TASK STATEMENT.
From the listing below, extract every line that contains the string "blazer", and copy each one unchanged.

════════════════════

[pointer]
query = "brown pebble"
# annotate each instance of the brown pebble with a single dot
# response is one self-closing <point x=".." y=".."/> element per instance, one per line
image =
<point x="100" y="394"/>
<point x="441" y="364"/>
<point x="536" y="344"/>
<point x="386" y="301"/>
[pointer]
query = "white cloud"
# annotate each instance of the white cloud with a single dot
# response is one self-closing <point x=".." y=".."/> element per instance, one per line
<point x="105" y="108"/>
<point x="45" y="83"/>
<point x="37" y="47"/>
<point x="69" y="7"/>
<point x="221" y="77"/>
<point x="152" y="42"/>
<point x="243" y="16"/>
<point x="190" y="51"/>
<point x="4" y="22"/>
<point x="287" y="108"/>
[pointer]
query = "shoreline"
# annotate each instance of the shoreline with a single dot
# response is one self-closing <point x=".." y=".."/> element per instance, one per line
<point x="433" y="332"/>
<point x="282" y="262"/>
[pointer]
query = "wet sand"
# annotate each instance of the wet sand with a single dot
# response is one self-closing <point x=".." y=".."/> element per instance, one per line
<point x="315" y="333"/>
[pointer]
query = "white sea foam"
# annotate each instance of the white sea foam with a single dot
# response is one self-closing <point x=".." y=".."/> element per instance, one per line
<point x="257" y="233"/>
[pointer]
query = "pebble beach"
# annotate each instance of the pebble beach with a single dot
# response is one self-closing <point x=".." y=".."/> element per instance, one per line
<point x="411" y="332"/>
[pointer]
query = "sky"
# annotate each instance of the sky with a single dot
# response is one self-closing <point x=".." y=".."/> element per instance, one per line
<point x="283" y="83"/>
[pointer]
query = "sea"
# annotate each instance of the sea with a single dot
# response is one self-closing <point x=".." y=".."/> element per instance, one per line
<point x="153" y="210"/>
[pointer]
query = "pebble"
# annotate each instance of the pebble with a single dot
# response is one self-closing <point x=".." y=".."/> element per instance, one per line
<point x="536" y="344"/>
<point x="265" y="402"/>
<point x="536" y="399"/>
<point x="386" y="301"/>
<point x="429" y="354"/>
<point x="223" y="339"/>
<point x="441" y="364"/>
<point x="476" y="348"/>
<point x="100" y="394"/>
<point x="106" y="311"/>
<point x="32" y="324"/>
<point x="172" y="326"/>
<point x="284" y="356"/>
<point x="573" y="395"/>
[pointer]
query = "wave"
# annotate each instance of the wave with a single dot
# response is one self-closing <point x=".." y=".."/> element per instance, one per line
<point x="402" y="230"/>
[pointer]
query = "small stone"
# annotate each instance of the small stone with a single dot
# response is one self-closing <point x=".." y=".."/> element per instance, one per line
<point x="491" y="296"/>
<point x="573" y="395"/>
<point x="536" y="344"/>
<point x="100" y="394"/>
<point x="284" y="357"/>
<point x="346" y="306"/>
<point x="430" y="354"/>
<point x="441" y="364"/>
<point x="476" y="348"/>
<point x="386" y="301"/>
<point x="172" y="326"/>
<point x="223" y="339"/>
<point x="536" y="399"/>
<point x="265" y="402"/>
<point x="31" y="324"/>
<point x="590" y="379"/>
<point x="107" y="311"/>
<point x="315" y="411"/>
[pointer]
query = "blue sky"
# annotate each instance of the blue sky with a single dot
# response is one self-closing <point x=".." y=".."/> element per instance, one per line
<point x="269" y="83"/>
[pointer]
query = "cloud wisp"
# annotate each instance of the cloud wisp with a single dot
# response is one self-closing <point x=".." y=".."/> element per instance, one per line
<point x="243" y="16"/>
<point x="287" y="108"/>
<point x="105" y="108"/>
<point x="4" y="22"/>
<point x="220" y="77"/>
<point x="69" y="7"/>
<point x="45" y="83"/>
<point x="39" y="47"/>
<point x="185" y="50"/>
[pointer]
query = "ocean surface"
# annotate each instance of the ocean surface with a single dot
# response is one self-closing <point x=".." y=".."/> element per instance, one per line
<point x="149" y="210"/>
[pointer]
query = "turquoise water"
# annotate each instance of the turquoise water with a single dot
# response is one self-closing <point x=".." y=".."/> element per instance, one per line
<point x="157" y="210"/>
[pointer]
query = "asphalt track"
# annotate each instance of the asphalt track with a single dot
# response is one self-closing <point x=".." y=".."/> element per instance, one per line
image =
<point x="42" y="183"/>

════════════════════

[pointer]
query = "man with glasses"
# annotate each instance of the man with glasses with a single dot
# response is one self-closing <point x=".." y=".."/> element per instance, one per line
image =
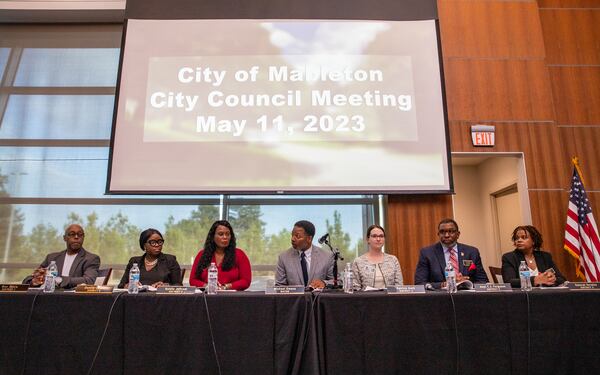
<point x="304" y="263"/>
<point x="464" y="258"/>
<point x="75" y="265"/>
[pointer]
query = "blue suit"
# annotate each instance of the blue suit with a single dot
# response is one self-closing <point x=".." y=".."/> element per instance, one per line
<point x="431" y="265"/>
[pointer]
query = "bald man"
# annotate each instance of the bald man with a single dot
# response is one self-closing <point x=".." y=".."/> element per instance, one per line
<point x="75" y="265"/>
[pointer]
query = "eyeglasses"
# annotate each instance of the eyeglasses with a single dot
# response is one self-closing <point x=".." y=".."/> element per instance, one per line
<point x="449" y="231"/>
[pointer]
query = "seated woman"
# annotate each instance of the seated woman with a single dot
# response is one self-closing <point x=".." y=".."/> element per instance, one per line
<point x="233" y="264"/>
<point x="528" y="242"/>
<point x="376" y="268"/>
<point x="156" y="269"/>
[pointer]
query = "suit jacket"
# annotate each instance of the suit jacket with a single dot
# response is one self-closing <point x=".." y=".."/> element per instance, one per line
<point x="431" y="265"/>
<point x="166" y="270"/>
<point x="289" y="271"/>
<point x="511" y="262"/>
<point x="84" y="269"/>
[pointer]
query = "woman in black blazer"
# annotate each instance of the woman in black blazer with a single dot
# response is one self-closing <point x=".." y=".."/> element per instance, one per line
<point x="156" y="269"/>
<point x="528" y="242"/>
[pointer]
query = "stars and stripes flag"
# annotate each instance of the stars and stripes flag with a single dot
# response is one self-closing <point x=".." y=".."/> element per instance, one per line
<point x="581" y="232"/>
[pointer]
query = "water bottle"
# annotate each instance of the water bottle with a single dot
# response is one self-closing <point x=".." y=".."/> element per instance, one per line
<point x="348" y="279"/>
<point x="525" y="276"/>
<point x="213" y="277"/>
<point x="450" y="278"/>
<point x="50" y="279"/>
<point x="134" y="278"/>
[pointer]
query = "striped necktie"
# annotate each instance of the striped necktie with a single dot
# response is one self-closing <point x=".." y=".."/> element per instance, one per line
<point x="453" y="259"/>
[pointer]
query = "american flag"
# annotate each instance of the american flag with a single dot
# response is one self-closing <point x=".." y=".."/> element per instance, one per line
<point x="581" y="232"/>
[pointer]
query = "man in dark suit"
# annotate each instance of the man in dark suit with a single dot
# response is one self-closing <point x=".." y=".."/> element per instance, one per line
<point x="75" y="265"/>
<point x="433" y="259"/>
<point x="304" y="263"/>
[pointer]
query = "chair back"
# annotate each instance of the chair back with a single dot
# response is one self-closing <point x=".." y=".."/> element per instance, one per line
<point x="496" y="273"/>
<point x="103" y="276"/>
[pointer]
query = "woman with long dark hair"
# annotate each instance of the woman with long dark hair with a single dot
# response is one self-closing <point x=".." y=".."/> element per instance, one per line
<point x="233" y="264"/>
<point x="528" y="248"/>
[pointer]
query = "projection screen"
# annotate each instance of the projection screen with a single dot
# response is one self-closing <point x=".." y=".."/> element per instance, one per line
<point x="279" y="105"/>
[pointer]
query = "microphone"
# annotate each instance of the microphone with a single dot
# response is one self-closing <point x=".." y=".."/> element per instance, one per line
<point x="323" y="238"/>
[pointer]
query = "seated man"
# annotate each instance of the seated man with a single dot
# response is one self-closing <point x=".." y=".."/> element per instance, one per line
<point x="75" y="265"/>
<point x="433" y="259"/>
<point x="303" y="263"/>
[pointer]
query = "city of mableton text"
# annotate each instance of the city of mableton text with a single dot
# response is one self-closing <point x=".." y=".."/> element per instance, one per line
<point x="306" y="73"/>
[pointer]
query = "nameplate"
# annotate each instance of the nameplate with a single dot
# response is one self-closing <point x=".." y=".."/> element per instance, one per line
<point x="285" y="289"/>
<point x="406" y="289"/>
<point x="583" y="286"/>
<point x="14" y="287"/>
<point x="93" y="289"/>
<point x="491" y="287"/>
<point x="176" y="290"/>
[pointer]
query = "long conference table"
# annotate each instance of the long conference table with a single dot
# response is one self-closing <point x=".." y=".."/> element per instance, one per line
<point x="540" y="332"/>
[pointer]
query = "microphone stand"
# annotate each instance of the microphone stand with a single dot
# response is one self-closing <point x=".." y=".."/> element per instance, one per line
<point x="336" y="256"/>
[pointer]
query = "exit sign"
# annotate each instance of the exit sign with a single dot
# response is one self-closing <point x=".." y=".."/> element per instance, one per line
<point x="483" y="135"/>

════════════════════

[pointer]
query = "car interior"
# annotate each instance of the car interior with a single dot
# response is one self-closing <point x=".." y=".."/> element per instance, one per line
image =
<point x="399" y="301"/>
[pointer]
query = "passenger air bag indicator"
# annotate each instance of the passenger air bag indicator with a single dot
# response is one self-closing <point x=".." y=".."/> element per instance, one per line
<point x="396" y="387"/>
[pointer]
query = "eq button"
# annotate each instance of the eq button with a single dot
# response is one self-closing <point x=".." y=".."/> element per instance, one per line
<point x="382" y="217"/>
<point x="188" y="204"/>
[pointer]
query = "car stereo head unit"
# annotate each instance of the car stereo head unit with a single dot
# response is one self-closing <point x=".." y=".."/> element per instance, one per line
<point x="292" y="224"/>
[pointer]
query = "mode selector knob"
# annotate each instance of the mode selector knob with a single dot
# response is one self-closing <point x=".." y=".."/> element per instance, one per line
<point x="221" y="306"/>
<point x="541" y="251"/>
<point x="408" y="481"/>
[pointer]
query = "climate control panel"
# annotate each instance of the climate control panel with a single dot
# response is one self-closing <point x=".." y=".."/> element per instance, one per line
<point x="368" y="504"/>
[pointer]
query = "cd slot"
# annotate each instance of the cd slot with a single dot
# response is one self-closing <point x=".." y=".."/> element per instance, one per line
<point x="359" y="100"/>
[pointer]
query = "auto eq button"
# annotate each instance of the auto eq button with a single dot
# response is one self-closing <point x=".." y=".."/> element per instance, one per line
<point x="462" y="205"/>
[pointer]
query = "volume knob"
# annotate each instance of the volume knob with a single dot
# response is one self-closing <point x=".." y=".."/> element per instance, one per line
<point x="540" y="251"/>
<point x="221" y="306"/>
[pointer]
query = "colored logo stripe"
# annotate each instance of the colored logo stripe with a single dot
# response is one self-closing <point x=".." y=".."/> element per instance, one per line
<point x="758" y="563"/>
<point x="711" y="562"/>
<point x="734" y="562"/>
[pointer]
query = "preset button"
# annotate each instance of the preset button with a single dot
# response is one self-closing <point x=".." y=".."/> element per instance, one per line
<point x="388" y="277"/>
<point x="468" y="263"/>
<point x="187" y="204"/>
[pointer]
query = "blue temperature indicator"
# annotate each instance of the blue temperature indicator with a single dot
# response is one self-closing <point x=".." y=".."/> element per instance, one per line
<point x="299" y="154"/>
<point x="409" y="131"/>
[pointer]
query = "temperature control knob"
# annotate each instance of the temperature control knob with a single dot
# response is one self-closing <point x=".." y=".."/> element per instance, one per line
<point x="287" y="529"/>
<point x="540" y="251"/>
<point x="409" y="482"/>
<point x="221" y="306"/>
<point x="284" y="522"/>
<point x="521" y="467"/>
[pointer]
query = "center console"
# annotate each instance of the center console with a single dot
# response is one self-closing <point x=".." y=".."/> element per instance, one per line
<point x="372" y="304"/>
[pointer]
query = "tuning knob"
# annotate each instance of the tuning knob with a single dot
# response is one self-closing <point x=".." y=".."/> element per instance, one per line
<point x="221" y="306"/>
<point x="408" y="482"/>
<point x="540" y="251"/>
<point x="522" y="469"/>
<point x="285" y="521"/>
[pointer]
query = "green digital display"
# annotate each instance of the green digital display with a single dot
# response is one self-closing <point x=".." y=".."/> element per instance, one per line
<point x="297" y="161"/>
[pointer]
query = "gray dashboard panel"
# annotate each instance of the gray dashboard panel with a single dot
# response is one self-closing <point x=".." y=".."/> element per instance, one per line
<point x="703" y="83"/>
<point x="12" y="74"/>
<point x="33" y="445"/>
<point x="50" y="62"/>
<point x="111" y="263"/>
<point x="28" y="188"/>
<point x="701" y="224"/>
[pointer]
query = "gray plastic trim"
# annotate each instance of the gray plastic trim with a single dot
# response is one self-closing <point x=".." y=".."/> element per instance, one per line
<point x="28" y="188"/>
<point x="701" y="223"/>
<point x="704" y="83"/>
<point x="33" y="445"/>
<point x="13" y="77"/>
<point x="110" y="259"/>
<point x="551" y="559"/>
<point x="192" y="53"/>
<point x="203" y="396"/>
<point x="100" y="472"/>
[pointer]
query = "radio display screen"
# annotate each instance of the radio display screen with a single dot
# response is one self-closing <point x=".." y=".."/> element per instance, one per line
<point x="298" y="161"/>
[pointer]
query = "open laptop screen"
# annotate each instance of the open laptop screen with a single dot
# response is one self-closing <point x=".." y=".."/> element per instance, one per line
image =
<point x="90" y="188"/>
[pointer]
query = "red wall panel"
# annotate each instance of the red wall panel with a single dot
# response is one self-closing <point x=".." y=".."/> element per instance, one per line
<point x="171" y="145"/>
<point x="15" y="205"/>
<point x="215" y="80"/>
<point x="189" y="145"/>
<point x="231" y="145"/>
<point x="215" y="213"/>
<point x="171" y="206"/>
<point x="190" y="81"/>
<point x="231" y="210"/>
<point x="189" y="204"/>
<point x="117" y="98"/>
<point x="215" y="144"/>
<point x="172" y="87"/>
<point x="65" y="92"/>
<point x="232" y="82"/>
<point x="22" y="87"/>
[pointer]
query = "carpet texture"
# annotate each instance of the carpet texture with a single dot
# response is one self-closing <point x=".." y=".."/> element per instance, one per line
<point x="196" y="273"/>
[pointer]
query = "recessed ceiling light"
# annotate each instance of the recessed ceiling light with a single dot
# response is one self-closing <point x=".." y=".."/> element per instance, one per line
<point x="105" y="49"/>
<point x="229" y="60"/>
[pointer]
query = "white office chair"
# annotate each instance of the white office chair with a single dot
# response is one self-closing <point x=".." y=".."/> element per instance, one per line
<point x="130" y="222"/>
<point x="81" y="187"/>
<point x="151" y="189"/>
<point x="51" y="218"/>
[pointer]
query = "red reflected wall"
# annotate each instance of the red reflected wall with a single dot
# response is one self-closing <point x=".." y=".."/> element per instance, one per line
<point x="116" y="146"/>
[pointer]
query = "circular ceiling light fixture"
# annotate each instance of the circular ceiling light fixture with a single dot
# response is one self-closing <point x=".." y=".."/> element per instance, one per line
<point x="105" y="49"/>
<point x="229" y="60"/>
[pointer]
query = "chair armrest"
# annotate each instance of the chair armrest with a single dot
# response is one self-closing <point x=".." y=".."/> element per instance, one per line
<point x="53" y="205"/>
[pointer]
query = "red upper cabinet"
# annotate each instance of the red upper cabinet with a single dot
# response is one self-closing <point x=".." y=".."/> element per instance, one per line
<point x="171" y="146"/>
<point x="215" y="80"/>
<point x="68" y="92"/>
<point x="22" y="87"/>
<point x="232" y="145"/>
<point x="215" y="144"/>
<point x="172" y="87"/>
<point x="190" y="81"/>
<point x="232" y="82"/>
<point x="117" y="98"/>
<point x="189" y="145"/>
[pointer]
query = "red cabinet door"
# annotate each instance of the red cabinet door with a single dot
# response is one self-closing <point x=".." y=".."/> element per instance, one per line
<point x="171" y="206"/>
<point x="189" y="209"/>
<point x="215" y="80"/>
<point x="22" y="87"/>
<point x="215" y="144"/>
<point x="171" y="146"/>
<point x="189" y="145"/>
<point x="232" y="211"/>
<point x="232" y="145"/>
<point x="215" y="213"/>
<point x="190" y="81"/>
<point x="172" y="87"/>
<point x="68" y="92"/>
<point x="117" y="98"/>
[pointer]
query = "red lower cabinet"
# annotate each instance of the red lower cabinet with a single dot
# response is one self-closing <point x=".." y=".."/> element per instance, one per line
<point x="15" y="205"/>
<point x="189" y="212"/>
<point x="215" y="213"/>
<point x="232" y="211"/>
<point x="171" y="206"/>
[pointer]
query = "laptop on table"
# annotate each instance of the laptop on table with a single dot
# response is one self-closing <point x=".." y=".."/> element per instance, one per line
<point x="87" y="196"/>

════════════════════

COMPLETE ANSWER.
query = "woman in black blazer"
# annotate each instance of the woman in black blazer with a single dot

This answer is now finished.